**Objectifs:**
(A) Répondez aux questions suivantes d'après l'extrait sur Marcel Piau :
(i) Quel trophée remporte-t-il au YMCA de Sherbrooke au printemps 1952 ?
(ii) Où se déroule le gala de boxe durant lequel il remporte la finale des Gants d'or ?
(iii) Quel boxeur sherbrookois bat-il par K.O. technique deux mois après son premier championnat provincial ?
(B) Recopiez fidèlement, s'il vous plaît, le passage de l'extrait sur Marcel Piau qui commence par « De Sherbrooke à » et se poursuit jusqu'à « de ses coups. ».

**Extrait:**
De Sherbrooke à Vancouver
L’ascension de Marcel Piau débute au printemps 1952 lorsqu’il remporte au YMCA de Sherbrooke le trophée Consolation remis au boxeur mi-moyen (148 à 154) s’étant distingué pour son courage sur le ring. Durant cette même saison, il participe à Rosemont aux quarts de finale provinciaux des Gants d’or (Golden Gloves), qui sanctionnent annuellement les meilleures performances des jeunes recrues. En mois d’une minute et demie, il met au tapis son adversaire par un puissant direct. Dès lors, Marcel Piau sera reconnu comme un boxeur redoutable au niveau de la puissance de ses coups.
Un an plus tard, il remporte la finale des Gants d’or dans le cadre d’un gala de boxe à l’ancien Forum de Montréal. Le K.O. technique qui ébranle le boxeur Richard Walton sera télédiffusé en direct. Deux mois après avoir gagné son premier championnat provincial, l’athlète y va d’un autre K.O. technique, cette fois face à une autre figure montante de la boxe amateur, le sherbrookois Buck Emery.

**Données fournies:**
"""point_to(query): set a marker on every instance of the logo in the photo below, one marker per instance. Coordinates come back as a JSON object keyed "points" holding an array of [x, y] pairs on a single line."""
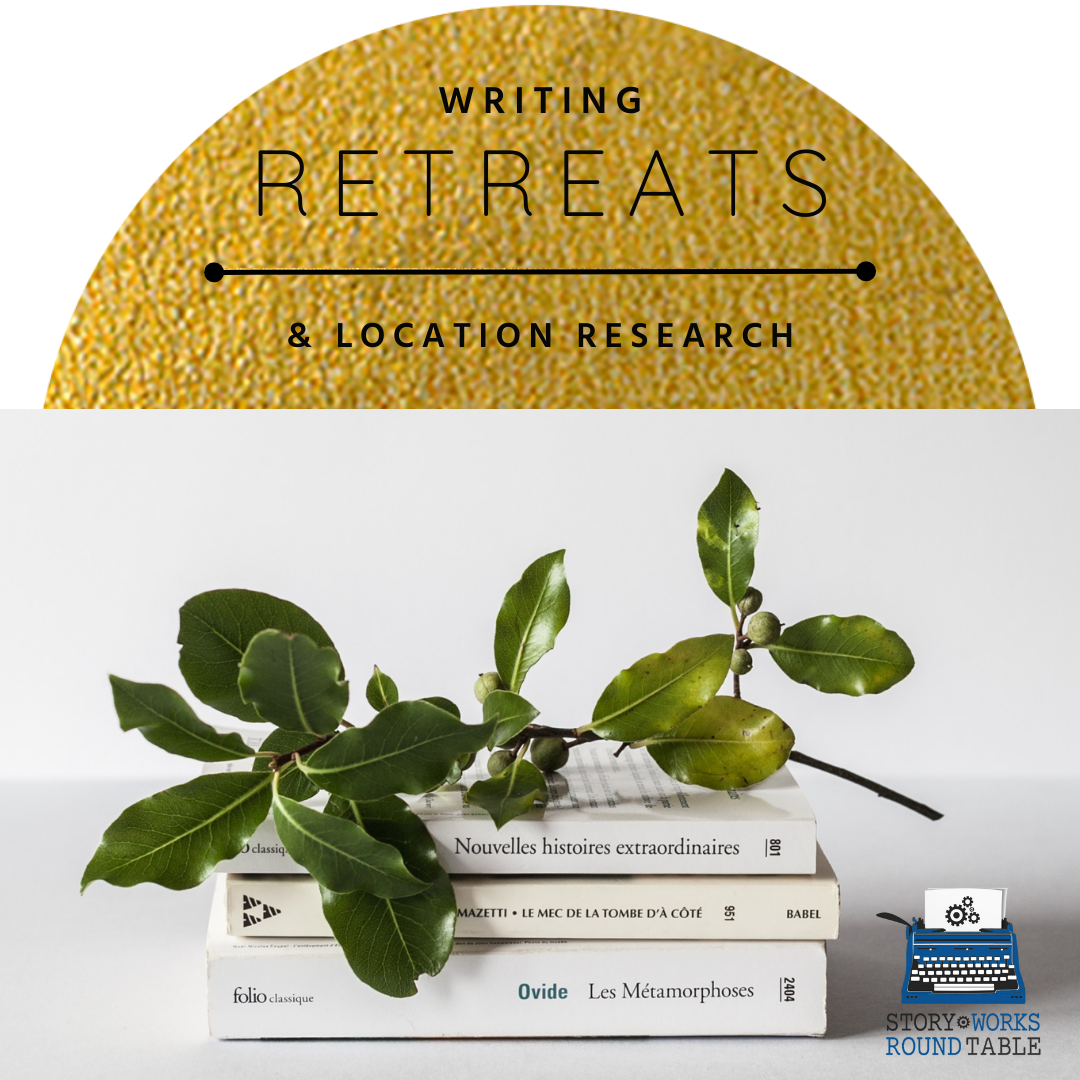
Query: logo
{"points": [[252, 915], [957, 915], [962, 950]]}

**Corrigés détaillés:**
(A)
(i) Le trophée Consolation.
(ii) À l'ancien Forum de Montréal.
(iii) Buck Emery.

(B)
De Sherbrooke à Vancouver
L’ascension de Marcel Piau débute au printemps 1952 lorsqu’il remporte au YMCA de Sherbrooke le trophée Consolation remis au boxeur mi-moyen (148 à 154) s’étant distingué pour son courage sur le ring. Durant cette même saison, il participe à Rosemont aux quarts de finale provinciaux des Gants d’or (Golden Gloves), qui sanctionnent annuellement les meilleures performances des jeunes recrues. En mois d’une minute et demie, il met au tapis son adversaire par un puissant direct. Dès lors, Marcel Piau sera reconnu comme un boxeur redoutable au niveau de la puissance de ses coups.